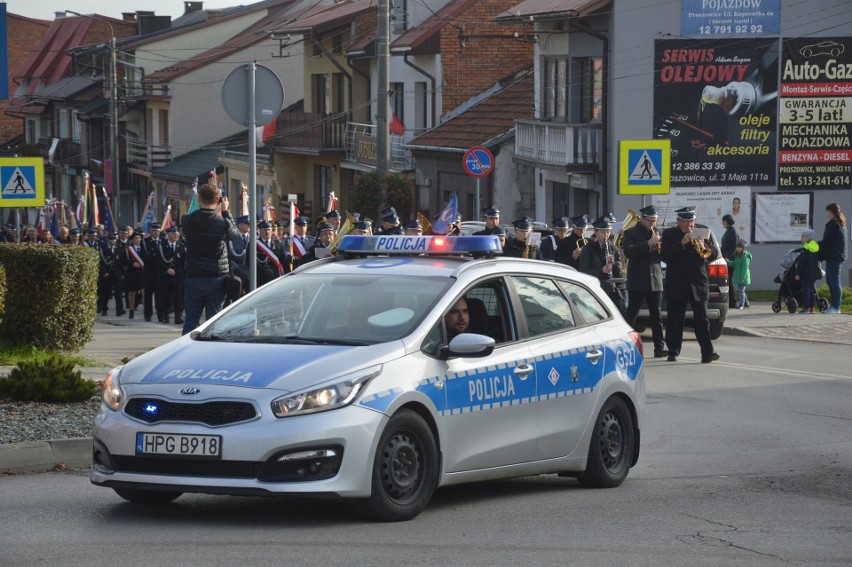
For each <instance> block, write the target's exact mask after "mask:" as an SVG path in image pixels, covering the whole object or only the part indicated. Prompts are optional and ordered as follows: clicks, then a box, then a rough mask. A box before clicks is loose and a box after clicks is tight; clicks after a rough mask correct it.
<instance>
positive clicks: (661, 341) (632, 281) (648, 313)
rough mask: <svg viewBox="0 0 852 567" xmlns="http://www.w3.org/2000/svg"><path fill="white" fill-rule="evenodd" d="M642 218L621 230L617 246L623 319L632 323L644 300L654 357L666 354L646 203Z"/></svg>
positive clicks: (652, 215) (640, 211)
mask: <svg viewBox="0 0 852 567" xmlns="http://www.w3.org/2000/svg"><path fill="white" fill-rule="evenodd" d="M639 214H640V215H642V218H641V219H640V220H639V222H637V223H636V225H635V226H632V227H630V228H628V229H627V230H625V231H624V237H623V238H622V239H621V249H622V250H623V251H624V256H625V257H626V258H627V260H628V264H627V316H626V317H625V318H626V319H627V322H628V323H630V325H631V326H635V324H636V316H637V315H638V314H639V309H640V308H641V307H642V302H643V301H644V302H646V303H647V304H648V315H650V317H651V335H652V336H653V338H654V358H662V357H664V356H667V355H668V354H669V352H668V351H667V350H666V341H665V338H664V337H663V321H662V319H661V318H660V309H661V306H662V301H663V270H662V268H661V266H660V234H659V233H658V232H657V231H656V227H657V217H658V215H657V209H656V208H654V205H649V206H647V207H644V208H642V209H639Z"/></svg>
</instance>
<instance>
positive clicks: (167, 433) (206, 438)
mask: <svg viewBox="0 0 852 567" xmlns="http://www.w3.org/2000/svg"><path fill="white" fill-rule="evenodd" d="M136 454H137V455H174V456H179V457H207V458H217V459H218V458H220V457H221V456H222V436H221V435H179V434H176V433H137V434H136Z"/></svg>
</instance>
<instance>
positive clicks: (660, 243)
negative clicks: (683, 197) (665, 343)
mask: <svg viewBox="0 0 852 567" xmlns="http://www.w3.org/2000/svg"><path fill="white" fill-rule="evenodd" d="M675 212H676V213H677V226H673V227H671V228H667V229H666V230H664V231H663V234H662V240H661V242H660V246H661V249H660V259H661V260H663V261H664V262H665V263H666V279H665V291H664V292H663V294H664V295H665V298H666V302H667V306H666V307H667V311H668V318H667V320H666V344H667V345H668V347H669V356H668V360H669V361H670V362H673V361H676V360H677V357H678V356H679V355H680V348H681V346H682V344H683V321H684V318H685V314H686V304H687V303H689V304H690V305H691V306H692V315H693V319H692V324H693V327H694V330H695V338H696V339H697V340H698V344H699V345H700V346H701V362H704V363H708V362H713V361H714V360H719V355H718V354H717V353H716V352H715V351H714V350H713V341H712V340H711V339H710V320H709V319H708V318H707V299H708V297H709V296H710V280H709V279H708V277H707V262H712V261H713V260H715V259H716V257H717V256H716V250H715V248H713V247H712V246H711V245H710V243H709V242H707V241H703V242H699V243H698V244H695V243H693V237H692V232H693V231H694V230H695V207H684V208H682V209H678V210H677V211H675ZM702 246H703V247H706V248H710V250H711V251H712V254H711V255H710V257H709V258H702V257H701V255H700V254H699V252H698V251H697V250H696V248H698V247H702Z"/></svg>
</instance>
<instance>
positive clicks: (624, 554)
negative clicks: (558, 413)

---

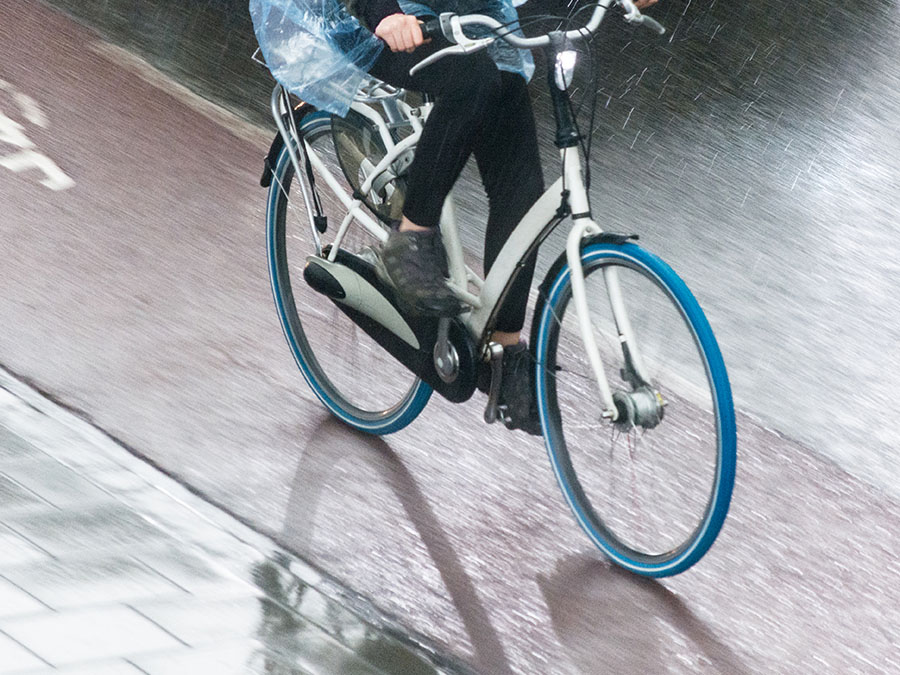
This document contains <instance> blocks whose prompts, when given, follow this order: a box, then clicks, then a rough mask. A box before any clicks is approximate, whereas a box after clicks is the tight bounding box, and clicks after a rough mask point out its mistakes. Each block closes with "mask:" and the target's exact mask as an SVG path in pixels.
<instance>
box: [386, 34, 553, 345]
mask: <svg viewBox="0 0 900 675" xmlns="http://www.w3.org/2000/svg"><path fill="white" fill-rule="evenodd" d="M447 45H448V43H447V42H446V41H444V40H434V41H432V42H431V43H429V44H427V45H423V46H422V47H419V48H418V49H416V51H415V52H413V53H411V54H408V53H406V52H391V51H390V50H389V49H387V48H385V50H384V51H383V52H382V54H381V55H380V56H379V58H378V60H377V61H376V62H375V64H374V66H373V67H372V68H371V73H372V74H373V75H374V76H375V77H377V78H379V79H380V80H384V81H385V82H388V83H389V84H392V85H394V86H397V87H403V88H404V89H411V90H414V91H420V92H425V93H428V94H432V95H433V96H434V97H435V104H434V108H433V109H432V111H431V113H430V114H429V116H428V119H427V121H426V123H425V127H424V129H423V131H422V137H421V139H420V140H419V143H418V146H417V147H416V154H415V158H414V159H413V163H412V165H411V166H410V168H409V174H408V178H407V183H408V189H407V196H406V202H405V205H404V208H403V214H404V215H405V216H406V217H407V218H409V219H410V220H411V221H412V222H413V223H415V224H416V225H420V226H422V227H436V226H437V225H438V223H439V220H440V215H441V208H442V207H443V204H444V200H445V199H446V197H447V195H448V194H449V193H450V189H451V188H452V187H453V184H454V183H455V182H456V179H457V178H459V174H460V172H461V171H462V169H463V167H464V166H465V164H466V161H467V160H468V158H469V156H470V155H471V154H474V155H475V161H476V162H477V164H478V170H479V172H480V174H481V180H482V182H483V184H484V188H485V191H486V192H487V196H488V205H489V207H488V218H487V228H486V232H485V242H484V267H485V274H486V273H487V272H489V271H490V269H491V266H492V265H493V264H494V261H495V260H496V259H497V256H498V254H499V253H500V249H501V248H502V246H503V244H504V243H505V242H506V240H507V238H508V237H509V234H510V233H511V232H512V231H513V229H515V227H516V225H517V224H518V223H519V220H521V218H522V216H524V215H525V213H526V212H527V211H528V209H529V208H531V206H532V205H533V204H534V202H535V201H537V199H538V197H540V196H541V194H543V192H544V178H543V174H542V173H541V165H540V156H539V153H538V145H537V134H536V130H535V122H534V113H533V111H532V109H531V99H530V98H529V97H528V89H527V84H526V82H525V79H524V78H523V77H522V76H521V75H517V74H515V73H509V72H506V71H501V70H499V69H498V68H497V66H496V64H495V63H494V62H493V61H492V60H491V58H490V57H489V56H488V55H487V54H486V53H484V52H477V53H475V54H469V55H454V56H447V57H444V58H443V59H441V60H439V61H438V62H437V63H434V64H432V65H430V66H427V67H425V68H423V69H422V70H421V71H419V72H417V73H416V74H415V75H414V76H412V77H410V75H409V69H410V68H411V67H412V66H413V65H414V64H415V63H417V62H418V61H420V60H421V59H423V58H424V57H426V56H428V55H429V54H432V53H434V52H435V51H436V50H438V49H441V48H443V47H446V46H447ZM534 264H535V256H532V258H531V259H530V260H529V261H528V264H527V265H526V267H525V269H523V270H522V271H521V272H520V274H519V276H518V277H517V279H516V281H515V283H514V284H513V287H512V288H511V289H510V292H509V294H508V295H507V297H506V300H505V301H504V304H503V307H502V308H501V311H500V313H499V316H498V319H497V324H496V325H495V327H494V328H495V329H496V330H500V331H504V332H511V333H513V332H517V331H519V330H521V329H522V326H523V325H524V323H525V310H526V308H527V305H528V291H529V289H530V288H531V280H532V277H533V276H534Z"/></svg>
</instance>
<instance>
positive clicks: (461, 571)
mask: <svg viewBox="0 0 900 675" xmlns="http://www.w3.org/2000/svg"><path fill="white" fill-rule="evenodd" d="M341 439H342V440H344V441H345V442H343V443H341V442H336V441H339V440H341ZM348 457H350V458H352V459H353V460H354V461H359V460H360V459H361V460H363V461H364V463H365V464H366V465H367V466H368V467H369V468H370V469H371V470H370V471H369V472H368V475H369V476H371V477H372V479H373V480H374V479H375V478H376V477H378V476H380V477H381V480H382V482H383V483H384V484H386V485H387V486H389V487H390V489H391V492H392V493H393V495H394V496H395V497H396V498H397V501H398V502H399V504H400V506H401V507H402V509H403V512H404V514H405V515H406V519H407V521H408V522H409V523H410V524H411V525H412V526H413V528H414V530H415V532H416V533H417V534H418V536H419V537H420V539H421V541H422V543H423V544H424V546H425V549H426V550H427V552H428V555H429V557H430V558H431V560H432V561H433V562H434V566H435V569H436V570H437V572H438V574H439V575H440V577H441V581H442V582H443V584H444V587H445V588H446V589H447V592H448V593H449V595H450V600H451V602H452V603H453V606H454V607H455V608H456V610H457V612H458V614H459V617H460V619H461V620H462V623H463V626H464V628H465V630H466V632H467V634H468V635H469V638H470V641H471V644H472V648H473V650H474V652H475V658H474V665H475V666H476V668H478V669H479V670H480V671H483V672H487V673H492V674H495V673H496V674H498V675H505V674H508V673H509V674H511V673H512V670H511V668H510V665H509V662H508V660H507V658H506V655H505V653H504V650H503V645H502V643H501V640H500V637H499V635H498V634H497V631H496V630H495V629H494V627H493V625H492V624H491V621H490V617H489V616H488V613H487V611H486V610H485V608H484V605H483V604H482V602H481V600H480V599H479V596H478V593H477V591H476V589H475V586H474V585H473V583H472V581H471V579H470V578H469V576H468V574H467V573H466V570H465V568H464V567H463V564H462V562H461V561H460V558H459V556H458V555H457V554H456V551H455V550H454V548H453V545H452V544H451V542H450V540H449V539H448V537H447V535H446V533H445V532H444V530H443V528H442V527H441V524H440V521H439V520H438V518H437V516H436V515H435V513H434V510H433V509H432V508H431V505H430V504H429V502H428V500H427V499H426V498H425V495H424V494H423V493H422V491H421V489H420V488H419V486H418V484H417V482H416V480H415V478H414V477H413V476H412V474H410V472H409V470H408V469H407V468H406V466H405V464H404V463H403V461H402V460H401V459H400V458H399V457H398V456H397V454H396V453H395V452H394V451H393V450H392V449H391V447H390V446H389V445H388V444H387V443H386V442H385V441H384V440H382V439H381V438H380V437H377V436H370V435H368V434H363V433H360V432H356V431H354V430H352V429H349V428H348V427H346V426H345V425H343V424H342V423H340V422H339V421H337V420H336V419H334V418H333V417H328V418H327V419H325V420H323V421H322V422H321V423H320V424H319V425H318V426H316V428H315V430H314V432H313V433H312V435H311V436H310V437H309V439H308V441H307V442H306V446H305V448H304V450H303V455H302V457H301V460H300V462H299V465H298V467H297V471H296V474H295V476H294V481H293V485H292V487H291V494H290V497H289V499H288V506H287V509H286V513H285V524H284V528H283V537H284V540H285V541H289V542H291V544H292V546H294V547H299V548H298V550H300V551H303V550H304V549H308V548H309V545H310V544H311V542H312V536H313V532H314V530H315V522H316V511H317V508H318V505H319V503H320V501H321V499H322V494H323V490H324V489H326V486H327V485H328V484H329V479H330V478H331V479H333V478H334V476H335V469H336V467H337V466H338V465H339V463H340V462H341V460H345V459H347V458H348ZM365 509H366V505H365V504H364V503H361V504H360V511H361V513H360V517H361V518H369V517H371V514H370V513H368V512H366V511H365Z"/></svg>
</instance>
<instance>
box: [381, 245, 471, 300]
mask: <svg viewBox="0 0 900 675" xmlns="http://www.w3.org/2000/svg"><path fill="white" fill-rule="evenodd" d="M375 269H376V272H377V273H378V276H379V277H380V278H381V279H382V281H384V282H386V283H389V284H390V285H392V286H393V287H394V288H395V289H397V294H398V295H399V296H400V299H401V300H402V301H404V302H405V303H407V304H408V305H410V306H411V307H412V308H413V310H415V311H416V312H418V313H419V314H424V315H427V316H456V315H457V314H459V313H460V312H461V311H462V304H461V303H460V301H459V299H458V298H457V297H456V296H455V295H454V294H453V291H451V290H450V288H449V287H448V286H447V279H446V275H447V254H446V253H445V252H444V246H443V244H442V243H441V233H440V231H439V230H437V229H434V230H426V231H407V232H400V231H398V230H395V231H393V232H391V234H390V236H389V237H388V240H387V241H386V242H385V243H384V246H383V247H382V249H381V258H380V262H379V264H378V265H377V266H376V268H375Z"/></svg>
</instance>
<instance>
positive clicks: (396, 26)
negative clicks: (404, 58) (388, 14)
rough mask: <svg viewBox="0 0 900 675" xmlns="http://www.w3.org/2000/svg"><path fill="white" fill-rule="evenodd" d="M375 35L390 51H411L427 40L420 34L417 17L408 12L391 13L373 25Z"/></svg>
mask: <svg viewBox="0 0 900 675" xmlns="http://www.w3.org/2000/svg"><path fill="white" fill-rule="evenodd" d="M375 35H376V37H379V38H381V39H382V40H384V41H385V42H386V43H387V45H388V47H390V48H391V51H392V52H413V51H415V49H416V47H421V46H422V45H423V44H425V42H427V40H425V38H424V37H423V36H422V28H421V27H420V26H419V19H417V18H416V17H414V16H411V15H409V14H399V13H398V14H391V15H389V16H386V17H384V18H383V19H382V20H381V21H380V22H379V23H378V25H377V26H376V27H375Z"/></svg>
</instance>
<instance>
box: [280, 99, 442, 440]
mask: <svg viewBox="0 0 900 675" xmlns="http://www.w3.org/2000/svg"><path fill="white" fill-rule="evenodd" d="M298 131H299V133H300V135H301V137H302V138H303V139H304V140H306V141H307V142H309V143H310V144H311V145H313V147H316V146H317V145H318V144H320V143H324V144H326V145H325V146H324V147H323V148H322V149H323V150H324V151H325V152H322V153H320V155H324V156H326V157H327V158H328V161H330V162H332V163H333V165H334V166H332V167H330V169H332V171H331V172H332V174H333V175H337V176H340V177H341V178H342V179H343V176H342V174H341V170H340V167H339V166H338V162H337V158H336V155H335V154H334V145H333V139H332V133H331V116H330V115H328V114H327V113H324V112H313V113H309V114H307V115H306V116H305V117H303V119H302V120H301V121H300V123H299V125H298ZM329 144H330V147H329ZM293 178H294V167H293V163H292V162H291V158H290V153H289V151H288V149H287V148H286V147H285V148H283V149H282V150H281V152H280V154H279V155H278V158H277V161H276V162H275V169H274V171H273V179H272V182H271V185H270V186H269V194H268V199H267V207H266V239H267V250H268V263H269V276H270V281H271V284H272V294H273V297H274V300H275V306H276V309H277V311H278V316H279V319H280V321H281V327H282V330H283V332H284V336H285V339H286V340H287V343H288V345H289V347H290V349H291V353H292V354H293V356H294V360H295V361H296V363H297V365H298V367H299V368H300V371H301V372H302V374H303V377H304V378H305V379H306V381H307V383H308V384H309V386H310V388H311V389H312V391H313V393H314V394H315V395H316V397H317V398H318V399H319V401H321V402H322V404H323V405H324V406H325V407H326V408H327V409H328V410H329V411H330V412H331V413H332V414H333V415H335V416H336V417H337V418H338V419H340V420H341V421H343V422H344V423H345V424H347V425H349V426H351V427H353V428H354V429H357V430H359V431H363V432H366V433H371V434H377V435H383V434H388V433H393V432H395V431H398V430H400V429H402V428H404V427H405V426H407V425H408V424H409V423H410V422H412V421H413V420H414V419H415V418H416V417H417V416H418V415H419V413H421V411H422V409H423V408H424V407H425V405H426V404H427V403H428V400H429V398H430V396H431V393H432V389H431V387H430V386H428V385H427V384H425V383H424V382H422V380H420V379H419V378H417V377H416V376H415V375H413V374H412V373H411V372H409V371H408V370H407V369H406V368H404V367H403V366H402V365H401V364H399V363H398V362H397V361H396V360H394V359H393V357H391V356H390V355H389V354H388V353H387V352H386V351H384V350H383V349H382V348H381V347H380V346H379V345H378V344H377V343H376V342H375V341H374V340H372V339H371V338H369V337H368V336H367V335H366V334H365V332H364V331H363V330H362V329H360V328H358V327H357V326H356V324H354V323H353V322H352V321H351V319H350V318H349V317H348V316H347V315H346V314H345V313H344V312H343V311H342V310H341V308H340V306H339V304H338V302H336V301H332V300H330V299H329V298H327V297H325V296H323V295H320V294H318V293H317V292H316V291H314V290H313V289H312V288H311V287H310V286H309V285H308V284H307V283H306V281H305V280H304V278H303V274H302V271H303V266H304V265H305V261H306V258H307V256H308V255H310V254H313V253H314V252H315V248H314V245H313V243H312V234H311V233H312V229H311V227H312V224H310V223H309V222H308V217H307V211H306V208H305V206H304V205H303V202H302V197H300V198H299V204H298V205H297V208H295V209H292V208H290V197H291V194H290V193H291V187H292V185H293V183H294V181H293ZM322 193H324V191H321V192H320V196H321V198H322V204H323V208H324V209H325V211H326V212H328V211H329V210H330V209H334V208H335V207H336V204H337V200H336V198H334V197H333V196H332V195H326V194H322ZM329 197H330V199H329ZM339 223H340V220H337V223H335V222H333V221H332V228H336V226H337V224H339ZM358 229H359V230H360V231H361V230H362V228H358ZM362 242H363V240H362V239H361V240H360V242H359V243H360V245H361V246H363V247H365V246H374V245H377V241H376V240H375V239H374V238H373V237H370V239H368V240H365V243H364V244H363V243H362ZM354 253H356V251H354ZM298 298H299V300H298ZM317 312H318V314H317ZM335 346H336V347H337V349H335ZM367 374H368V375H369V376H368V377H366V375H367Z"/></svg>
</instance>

---

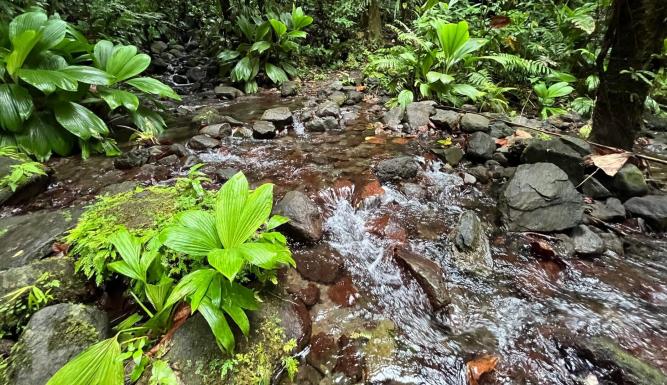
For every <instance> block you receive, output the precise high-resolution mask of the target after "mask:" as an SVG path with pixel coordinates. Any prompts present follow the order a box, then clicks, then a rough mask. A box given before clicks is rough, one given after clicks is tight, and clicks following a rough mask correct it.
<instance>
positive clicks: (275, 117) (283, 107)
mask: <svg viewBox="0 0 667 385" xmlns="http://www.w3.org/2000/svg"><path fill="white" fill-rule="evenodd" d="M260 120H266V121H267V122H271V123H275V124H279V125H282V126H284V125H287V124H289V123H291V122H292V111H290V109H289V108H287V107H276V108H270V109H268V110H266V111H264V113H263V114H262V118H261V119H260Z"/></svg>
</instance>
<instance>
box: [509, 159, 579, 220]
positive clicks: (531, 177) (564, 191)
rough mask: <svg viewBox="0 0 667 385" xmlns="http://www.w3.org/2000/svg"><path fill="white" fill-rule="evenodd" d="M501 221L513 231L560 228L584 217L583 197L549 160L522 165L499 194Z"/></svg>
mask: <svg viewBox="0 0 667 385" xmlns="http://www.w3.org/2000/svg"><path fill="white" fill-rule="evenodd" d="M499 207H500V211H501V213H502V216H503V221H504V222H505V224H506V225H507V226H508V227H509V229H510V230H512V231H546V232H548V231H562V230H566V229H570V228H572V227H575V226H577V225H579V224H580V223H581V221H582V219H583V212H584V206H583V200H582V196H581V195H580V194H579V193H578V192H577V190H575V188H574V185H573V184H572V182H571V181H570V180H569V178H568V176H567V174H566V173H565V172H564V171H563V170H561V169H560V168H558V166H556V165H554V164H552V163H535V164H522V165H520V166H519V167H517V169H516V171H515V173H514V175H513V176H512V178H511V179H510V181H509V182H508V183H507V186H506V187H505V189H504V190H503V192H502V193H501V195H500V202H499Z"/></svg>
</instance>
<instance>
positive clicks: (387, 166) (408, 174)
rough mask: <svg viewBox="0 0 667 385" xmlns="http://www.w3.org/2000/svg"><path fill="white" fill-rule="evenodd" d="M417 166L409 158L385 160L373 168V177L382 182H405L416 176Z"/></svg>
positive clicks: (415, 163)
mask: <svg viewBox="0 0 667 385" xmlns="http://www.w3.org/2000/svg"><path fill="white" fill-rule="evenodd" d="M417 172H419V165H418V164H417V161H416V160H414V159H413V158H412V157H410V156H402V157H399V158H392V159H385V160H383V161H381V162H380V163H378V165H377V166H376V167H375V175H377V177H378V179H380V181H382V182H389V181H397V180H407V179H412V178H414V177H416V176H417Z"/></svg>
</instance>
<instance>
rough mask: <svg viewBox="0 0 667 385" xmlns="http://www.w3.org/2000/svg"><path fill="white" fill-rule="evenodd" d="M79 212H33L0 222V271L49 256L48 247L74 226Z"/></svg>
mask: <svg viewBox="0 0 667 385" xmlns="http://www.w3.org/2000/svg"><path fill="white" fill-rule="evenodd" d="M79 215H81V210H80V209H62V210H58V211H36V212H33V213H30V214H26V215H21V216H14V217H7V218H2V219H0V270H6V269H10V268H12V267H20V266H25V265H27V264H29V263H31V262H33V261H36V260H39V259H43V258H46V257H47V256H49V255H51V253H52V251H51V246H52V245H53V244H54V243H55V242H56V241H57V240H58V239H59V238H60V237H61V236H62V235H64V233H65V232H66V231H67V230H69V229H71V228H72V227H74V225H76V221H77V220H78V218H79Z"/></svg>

▶ _WORK ITEM_:
Select every line in the material above that contains the string "given", and copy each one out in full.

▶ _RESPONSE FOR THIS EXERCISE_:
This document contains <instance> blocks whose prompts, when given, follow this order: a box, then clicks, then a rough mask. A box before any clicks is approximate, whereas a box after clicks is the tight bounding box, and clicks after a rough mask point out its mistakes. Each block closes with "mask:" and the target's exact mask as an SVG path in pixels.
For every <instance> block you receive, output the precise high-resolution mask of the target after "mask:" as an SVG path with pixel coordinates. Any prompts present follow the order a box, then clicks, then a rough mask. A box given before clicks is rough, one given after clicks is tight, and clicks following a rough mask correct it.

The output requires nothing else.